* BEGIN *
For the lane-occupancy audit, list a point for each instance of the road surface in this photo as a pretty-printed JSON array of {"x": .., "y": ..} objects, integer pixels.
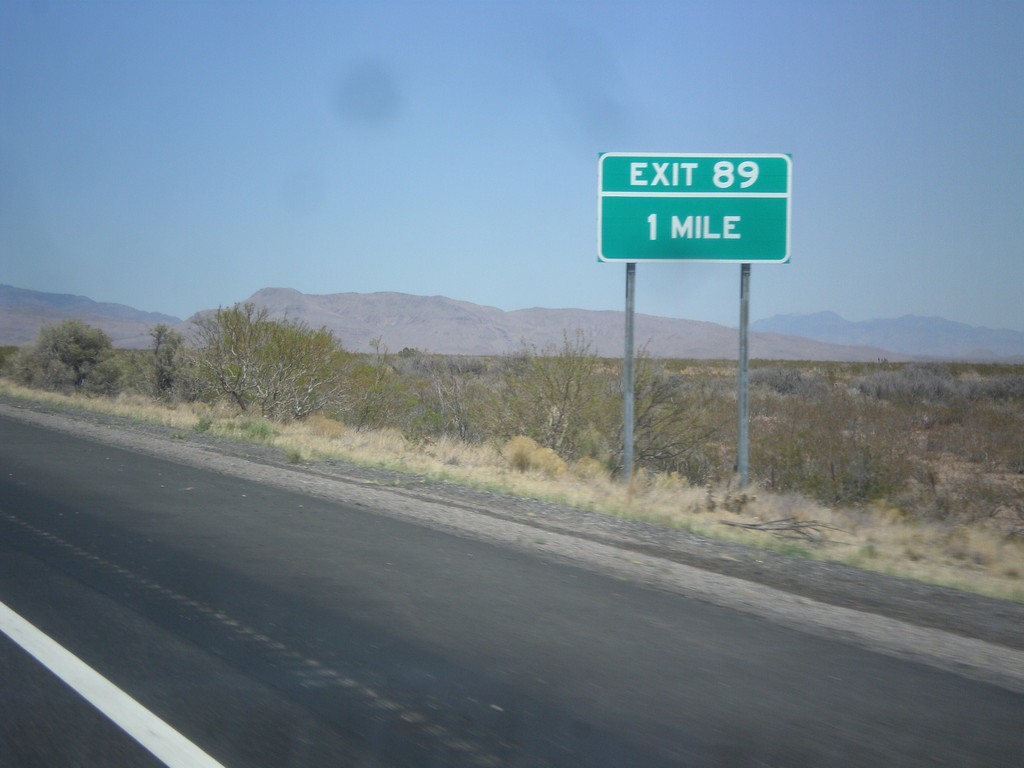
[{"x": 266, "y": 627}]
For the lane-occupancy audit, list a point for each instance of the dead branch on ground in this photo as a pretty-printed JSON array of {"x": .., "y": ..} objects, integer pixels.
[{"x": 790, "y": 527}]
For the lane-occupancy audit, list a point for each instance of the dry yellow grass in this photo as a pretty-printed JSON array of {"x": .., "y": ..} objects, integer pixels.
* END *
■ **TO BE DONE**:
Retype the records above word for word, from the line that contains "of the dead" through the end of the records.

■ **THE RESPONSE**:
For the lane-occupancy audit, list a point for each instance of the dead branch on ground in this photo as a pretty-printed JSON array of {"x": .., "y": ..} objects, integer pixels.
[{"x": 790, "y": 527}]
For the lane-occupancy audit, list a point for each instance of the dry yellow grass in this photo as a pretty-printed JSON array of {"x": .., "y": ..} objects, integer pixels.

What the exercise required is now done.